Exercise task:
Arrange every line of the entries below as a Markdown table with two columns, Row and Line. Number the rows, and leave out blank lines and the pictures.

Records supplied:
_ _ _ _
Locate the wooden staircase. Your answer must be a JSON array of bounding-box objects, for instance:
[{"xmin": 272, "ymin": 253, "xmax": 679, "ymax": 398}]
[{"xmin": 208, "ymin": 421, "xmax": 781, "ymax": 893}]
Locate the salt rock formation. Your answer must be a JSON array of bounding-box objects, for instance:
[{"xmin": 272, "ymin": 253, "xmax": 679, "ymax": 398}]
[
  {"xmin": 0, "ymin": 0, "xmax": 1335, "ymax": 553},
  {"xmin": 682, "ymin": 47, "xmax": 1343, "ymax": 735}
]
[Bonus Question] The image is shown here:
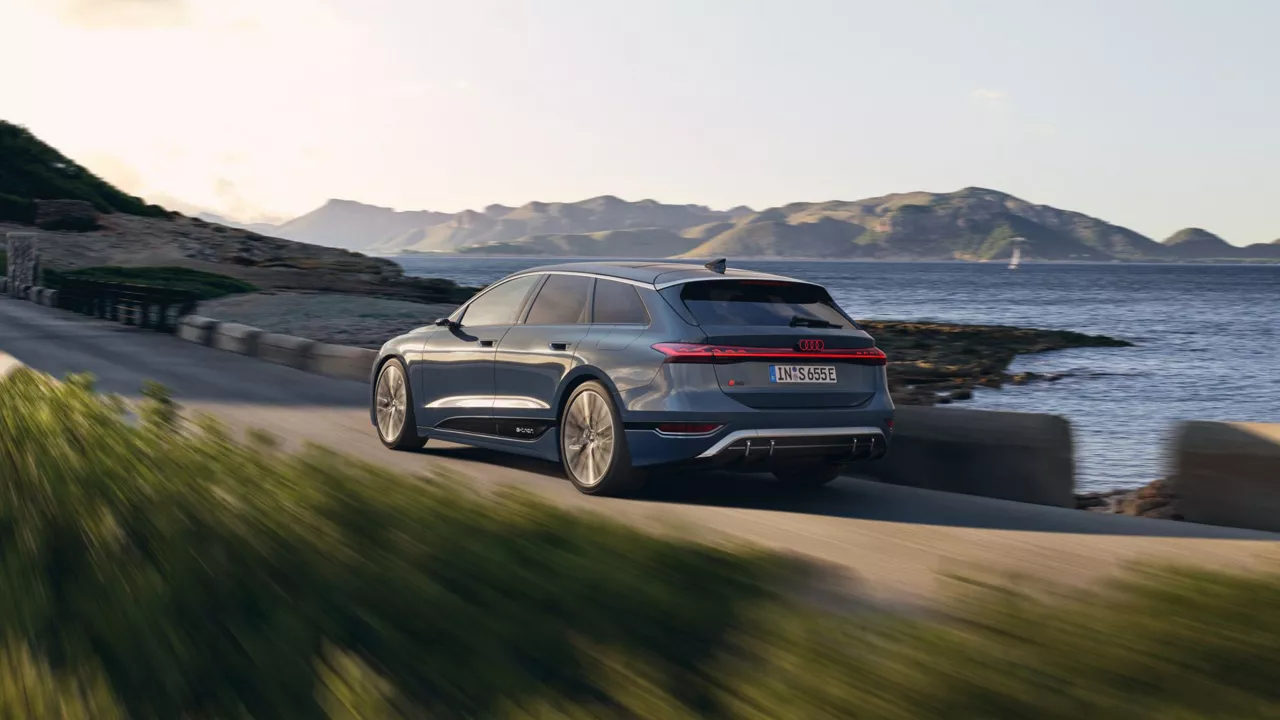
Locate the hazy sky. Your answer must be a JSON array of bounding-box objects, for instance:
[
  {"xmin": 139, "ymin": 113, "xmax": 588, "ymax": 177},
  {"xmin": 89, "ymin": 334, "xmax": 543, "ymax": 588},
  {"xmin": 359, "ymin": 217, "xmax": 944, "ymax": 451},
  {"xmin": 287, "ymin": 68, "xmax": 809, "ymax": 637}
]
_ _ _ _
Output of the task:
| Row | Line |
|---|---|
| 1 | Locate the wooden staircase. Your answer must be a JSON array of bounding-box objects, for instance: |
| 2 | [{"xmin": 272, "ymin": 253, "xmax": 679, "ymax": 398}] |
| 3 | [{"xmin": 208, "ymin": 421, "xmax": 781, "ymax": 893}] |
| 4 | Locate the salt rock formation. Your answer must be a JSON array of bounding-box objects, for instance: |
| 5 | [{"xmin": 272, "ymin": 253, "xmax": 679, "ymax": 398}] |
| 6 | [ |
| 7 |   {"xmin": 0, "ymin": 0, "xmax": 1335, "ymax": 553}, |
| 8 |   {"xmin": 682, "ymin": 47, "xmax": 1343, "ymax": 735} |
| 9 | ] |
| 10 | [Bonus Question] The image is shown here: |
| 11 | Locate the hazy sky. Your answer must be a JSON array of bounding-box objects, for instance: |
| 12 | [ |
| 13 |   {"xmin": 139, "ymin": 113, "xmax": 588, "ymax": 177}, |
| 14 |   {"xmin": 89, "ymin": 334, "xmax": 543, "ymax": 588}, |
| 15 |   {"xmin": 359, "ymin": 217, "xmax": 944, "ymax": 451}, |
| 16 |   {"xmin": 287, "ymin": 68, "xmax": 809, "ymax": 637} |
| 17 | ] |